◆ What is required ◆
Show, from the entries below, every line in which "woman" appears.

◆ Input for this task ◆
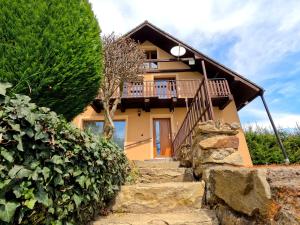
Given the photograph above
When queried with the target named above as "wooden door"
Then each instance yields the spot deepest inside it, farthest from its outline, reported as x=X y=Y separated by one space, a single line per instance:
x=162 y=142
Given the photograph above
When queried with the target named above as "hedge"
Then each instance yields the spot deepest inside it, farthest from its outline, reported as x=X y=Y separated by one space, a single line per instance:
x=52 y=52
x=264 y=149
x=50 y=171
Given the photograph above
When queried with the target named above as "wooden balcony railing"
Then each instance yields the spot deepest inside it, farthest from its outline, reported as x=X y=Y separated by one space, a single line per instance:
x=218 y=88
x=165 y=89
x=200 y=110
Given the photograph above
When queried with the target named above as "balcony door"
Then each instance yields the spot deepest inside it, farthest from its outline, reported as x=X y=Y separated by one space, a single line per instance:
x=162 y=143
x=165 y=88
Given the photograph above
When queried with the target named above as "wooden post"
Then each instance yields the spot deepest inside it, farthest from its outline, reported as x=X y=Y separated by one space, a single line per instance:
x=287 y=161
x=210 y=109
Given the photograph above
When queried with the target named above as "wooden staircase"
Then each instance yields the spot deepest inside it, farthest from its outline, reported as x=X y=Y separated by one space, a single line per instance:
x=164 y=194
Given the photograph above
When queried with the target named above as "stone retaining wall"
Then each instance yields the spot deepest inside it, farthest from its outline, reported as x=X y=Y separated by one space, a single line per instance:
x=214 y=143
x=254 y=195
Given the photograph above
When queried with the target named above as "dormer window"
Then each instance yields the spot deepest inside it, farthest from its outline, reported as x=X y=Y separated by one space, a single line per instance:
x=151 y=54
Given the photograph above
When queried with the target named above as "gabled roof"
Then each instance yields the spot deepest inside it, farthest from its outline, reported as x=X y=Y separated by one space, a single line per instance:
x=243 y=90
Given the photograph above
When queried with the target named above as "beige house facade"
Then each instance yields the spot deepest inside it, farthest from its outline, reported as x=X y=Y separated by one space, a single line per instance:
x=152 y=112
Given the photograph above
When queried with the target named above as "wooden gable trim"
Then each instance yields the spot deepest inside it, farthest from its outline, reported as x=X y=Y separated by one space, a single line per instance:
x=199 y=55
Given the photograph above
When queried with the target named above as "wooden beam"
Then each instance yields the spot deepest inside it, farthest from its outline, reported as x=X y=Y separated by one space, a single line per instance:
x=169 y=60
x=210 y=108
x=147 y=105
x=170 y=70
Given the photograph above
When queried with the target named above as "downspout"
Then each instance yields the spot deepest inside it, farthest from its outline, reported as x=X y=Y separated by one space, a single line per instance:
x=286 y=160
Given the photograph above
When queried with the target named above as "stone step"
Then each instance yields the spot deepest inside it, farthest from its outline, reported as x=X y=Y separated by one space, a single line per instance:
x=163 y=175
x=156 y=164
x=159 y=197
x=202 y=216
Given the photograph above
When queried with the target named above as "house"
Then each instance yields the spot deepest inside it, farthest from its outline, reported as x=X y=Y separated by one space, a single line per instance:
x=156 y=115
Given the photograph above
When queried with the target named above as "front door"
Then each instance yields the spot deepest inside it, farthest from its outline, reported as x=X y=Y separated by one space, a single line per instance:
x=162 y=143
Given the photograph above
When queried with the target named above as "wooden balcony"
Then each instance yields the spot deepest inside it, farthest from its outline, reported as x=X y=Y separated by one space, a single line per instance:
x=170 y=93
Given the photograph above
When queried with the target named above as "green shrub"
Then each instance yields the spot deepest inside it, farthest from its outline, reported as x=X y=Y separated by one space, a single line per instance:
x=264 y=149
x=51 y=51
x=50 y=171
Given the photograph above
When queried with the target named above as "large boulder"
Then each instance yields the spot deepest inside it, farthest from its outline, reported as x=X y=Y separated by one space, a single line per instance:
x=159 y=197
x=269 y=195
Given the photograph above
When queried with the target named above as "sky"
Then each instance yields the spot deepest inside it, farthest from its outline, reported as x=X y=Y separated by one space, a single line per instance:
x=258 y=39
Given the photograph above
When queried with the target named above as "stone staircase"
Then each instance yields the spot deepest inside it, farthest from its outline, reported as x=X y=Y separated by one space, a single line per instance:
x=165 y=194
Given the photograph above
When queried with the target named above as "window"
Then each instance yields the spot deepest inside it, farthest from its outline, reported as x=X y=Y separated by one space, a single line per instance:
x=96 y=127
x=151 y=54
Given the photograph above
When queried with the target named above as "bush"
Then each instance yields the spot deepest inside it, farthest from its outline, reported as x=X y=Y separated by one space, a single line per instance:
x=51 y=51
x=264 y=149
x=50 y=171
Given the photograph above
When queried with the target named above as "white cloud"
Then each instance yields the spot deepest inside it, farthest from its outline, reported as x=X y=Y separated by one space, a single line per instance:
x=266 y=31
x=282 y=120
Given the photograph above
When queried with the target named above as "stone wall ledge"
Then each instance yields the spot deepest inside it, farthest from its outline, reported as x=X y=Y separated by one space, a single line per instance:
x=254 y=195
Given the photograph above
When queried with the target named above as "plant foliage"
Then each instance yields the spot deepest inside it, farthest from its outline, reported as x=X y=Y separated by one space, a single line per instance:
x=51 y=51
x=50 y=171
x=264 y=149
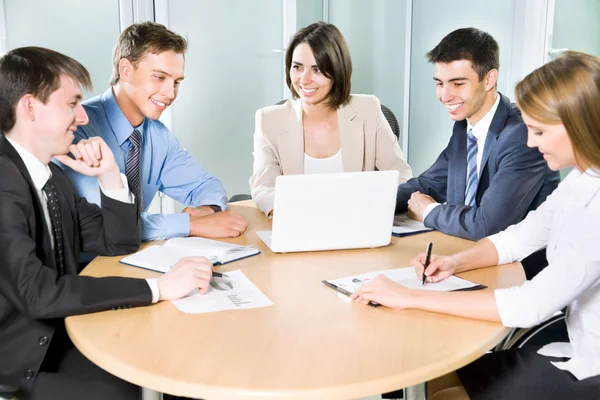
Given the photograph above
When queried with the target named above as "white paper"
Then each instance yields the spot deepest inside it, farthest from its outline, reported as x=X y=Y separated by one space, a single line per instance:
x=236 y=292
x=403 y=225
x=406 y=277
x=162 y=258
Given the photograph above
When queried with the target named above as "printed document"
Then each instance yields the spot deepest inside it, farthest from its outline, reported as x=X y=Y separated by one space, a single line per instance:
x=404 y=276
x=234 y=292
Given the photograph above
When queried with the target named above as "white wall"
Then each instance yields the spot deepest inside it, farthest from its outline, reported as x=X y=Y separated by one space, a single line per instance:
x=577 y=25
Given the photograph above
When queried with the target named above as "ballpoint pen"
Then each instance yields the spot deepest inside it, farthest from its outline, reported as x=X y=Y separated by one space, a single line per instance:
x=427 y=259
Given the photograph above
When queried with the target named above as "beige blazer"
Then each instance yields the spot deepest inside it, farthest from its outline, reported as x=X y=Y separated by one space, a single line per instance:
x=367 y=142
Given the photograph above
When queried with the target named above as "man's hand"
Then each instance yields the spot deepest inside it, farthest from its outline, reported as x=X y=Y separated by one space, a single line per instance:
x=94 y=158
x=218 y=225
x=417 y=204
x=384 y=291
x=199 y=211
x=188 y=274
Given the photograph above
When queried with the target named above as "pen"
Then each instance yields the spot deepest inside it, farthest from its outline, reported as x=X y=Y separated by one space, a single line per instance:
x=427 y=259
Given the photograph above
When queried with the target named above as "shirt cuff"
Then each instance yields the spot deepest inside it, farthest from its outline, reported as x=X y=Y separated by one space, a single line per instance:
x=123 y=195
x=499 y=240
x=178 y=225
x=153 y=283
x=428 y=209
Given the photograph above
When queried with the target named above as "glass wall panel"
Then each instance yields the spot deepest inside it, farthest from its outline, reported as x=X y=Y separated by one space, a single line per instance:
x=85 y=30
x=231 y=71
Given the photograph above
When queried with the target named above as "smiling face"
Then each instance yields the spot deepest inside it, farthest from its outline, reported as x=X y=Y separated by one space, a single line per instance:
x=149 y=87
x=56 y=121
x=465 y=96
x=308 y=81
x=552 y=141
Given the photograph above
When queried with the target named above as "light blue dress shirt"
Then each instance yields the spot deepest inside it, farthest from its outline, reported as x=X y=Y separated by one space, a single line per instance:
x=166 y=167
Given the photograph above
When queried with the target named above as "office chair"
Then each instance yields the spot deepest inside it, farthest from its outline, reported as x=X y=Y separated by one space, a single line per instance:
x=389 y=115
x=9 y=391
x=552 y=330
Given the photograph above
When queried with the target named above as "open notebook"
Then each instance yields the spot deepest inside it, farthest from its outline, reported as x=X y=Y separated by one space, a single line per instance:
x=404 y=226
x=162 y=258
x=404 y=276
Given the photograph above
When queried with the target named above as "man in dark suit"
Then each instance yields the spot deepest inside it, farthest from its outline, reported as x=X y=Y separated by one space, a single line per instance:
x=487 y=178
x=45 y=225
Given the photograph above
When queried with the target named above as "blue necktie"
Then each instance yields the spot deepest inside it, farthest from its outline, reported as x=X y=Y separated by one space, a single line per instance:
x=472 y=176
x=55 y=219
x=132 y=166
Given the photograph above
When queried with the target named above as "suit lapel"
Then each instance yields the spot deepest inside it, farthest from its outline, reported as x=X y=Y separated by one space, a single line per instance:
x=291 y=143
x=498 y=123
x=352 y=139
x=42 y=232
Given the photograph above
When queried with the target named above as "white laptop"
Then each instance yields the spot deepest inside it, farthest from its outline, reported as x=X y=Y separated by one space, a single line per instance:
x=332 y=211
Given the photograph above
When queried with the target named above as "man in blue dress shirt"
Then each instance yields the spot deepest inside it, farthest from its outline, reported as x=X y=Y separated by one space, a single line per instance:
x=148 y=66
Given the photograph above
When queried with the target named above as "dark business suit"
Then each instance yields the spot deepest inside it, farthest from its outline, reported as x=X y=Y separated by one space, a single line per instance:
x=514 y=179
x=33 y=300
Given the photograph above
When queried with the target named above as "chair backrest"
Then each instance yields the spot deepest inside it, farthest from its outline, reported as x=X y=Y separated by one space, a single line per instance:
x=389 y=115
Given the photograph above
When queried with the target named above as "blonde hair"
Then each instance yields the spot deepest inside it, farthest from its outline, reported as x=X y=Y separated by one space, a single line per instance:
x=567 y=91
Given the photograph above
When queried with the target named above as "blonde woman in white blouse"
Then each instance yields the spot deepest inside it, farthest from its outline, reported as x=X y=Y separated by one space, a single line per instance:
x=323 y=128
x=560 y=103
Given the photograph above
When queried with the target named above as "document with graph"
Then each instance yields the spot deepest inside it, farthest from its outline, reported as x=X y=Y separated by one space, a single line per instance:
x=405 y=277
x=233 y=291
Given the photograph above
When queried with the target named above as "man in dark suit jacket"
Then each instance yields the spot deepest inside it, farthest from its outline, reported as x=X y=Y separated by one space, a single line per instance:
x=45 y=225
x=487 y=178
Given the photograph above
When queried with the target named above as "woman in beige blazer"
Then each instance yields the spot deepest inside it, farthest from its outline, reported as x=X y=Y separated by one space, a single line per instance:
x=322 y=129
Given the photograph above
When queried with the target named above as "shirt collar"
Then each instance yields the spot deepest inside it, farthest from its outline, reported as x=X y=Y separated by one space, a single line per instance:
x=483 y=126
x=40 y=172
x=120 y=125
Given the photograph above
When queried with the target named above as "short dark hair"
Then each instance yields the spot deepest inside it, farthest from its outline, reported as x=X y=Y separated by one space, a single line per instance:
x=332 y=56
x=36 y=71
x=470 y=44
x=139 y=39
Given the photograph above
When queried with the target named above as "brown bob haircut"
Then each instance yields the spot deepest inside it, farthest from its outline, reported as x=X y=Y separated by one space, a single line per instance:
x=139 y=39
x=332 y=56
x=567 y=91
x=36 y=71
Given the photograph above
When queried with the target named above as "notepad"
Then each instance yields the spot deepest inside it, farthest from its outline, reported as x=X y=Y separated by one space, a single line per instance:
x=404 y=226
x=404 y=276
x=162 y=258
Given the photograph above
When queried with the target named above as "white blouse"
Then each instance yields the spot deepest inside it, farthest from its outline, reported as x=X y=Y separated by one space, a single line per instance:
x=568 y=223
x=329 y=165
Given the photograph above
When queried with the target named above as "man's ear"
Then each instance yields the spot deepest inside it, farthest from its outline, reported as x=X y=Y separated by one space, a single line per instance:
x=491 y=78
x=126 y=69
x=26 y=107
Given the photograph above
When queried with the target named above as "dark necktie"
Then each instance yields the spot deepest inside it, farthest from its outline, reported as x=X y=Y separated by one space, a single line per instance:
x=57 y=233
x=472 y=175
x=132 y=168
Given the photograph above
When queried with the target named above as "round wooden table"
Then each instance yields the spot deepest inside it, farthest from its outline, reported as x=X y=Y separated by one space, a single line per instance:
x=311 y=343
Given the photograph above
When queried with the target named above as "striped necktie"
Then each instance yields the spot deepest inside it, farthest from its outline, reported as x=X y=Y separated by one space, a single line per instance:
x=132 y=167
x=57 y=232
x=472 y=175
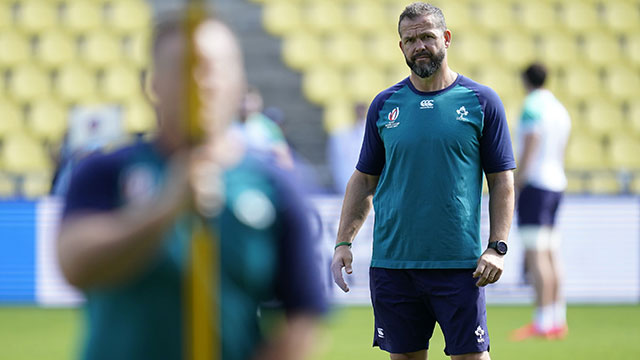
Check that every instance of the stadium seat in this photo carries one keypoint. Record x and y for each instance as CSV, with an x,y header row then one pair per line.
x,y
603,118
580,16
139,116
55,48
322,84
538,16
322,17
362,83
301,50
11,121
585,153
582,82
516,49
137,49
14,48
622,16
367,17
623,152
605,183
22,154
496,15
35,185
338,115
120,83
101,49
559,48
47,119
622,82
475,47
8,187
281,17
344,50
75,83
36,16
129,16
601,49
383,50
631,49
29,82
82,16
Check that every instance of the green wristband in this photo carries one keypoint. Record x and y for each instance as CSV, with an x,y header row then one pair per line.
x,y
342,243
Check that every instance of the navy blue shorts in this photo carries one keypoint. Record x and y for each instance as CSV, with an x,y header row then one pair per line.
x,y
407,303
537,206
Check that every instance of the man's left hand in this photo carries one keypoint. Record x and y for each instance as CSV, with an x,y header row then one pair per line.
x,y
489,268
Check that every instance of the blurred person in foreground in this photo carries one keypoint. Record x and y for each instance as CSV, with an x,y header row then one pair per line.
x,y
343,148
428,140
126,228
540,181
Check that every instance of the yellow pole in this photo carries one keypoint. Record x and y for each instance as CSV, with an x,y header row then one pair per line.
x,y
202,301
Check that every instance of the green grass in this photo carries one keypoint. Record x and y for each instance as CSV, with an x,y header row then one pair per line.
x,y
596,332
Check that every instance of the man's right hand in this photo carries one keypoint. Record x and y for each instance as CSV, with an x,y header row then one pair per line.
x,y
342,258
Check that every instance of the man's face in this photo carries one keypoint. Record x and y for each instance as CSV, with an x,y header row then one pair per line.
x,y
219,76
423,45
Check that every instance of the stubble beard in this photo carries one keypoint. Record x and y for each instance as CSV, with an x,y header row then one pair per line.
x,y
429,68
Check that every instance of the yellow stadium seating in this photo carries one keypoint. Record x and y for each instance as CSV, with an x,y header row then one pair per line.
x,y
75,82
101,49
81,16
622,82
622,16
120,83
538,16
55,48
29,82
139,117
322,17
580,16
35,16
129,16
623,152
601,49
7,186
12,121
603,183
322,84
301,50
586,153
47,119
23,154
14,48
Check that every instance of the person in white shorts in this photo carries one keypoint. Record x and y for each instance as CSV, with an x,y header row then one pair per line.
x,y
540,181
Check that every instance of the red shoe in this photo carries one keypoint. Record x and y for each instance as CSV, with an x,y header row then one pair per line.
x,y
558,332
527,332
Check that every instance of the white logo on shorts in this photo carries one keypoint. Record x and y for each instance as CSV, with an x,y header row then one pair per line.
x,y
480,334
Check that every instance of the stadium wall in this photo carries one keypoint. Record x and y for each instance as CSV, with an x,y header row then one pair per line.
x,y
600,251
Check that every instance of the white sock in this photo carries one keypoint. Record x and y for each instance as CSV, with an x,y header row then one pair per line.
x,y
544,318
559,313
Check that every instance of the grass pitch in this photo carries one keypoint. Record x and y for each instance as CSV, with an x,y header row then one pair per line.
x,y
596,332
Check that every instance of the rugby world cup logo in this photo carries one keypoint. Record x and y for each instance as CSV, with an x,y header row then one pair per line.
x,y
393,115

◆ Task output ◆
When queried with the target named above as "blonde woman in white blouse"
When queried with the target named above as "woman in beige blazer"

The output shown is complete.